* **ENTRIES**:
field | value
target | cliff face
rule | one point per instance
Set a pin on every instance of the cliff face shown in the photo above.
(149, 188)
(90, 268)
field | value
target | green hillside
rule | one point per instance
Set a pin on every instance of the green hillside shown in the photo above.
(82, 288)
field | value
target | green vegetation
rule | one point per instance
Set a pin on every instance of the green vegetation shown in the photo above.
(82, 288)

--

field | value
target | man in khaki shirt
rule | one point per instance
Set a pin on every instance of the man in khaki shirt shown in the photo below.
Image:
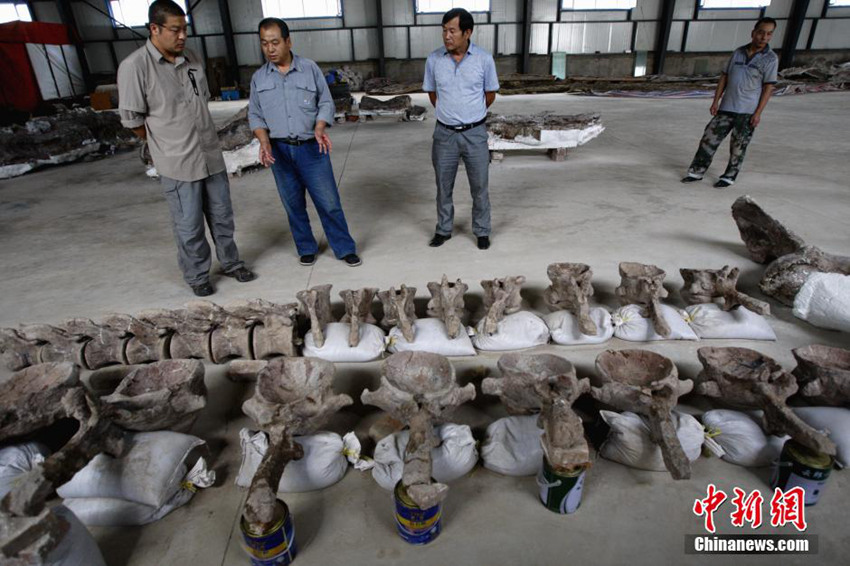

---

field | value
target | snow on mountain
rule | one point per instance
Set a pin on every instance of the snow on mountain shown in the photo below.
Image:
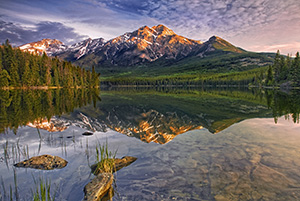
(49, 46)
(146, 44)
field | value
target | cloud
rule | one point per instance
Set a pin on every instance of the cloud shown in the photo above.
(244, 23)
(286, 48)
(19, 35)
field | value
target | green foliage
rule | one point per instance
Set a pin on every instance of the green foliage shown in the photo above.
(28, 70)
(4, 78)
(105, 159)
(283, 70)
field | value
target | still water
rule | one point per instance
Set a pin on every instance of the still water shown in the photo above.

* **PROBLEM DESCRIPTION**: Find every line in the data above that contains the string "mountain" and copy each of those lines. Matches must have the same capitalization.

* **OUTPUT FOR THIS TASK**:
target | snow on mountain
Set a pin on every instance of the snow on mountain shown in the photo below.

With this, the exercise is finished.